» TASK
Write out the lines from the line containing "Segment green bush from the image above." through the final line of the listing below, exactly, omitting every other line.

+ + + + +

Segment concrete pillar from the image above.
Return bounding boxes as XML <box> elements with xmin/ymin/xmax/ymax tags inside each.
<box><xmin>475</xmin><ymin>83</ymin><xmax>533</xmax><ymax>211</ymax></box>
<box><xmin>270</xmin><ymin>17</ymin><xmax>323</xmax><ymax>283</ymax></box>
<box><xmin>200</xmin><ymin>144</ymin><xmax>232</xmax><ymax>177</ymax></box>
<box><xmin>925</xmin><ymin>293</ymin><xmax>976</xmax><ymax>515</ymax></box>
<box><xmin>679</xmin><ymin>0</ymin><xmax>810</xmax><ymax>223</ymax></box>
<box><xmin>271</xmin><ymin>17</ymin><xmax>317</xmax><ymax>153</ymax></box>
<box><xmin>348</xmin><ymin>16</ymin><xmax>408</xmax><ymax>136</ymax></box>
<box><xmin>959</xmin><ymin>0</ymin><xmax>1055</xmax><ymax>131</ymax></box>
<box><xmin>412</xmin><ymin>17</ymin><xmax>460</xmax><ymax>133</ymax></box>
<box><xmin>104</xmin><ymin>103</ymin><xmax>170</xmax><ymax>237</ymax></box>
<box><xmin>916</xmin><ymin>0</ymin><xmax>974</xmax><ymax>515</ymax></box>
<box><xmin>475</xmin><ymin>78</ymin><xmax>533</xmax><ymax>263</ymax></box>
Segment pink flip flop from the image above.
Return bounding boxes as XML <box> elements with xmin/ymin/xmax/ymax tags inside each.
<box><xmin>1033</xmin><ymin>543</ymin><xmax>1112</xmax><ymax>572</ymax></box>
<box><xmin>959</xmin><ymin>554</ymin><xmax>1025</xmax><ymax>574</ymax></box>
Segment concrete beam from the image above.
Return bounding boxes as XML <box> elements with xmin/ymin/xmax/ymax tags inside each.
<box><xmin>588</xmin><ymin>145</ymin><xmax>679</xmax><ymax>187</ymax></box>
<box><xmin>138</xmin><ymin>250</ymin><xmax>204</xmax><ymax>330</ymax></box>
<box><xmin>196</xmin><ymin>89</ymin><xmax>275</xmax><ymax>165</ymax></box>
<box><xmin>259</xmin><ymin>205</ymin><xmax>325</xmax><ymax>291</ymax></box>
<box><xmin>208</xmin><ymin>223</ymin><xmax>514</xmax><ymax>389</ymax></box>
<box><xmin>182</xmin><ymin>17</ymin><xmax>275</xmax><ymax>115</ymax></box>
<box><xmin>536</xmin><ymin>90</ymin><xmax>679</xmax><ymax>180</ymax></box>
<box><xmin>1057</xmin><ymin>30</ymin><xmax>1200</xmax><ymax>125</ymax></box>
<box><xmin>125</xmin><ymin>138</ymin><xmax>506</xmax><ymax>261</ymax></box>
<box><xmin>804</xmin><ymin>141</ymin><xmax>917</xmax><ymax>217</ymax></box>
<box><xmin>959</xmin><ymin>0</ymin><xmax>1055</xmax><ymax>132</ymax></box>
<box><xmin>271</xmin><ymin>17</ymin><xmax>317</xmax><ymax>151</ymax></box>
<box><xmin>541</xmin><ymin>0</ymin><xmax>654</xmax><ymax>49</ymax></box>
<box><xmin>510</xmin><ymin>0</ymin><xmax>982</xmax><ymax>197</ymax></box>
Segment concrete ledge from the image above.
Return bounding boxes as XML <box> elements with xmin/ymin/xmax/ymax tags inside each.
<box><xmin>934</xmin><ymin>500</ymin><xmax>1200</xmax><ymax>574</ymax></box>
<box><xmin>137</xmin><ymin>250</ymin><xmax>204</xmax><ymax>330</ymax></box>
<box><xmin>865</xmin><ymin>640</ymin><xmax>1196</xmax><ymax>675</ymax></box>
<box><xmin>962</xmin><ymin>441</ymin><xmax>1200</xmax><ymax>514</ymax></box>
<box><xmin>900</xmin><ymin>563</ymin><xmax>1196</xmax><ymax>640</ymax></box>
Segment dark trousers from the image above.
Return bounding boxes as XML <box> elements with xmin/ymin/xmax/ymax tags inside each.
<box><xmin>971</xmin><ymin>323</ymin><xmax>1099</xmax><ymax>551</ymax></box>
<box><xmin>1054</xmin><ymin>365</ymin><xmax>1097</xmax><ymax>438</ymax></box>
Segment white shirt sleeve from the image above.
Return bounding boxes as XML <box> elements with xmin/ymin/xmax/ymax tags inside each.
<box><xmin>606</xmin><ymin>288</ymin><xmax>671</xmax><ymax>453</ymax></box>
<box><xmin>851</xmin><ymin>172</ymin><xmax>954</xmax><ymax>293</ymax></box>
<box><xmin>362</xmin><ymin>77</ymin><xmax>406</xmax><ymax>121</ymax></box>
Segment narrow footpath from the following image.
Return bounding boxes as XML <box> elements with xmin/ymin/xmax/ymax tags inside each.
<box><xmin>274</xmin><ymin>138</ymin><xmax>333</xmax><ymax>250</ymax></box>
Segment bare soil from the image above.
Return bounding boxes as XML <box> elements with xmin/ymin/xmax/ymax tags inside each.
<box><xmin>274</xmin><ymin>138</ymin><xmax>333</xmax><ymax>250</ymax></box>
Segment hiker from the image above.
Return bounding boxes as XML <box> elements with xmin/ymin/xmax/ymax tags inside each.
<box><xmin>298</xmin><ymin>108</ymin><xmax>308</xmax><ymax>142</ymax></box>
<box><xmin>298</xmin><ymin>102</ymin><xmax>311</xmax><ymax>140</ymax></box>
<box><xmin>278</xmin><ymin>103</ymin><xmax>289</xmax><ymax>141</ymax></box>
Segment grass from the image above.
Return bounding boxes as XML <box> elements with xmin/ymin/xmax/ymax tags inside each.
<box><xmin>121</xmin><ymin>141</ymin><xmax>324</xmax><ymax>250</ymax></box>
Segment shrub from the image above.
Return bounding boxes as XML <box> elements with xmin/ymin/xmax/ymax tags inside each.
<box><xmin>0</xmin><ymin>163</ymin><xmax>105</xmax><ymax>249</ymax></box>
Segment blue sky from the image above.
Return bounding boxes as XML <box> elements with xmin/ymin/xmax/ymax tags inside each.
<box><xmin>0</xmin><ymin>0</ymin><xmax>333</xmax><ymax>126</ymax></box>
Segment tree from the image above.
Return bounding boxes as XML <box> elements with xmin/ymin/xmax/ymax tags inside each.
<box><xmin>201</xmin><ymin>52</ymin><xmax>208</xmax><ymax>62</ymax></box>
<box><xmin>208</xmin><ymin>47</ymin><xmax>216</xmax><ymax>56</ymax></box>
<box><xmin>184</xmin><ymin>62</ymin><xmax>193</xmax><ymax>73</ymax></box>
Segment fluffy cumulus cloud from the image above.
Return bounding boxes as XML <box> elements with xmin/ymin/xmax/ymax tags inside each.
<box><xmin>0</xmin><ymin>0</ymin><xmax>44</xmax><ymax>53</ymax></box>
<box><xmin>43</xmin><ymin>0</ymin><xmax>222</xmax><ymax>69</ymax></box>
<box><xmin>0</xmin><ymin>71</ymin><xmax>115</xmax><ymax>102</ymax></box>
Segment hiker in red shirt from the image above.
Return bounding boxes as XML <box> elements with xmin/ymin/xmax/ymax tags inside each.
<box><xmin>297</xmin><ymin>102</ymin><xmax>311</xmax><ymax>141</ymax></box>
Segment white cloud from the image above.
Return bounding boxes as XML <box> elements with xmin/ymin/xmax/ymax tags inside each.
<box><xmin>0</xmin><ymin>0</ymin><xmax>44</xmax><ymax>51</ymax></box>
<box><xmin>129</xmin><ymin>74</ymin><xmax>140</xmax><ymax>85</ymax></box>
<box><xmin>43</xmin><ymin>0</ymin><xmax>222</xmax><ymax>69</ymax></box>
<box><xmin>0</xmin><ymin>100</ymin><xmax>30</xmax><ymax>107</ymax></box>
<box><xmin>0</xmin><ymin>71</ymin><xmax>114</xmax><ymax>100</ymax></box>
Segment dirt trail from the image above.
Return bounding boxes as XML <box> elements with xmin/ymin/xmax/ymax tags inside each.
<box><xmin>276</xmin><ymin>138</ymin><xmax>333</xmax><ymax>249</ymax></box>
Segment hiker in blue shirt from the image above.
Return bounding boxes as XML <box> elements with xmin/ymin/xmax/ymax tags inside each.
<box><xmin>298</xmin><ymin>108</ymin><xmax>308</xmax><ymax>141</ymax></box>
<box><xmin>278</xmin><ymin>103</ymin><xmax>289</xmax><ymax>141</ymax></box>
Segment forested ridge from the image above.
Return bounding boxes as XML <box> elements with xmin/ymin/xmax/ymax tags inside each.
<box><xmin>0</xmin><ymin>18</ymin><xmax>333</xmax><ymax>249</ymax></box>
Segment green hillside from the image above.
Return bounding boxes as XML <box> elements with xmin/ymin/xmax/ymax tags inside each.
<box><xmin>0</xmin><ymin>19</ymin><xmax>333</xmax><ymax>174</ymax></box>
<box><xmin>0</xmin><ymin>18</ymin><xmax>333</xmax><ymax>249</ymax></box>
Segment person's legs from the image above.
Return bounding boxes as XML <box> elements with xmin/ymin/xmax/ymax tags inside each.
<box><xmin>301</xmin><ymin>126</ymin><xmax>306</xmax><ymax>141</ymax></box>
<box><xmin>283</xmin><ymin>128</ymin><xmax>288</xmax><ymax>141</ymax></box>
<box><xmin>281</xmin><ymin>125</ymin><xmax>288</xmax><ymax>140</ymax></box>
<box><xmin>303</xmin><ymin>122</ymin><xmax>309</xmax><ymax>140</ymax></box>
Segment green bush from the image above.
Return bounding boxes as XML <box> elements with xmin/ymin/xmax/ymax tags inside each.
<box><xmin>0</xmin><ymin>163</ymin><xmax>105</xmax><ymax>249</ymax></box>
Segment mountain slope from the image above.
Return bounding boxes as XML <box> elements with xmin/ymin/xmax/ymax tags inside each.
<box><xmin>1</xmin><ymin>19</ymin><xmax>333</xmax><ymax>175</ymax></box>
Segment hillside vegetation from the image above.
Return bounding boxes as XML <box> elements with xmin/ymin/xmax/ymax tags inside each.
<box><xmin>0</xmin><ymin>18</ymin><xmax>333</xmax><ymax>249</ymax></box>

+ + + + +

» FINAL RESULT
Segment green bush from the image above.
Return bounding boxes as XML <box> elements with xmin/ymin/xmax/ymax tags inside each.
<box><xmin>0</xmin><ymin>163</ymin><xmax>105</xmax><ymax>249</ymax></box>
Segment mountain slope from the image above.
Return bounding boxes as XML <box> elements with xmin/ymin/xmax/ymax tags inside each.
<box><xmin>1</xmin><ymin>19</ymin><xmax>333</xmax><ymax>175</ymax></box>
Segment hillside vegetation from the image above.
Return bounding boxes as XML <box> elements with xmin/ymin/xmax/ymax tags inside each.
<box><xmin>0</xmin><ymin>18</ymin><xmax>333</xmax><ymax>249</ymax></box>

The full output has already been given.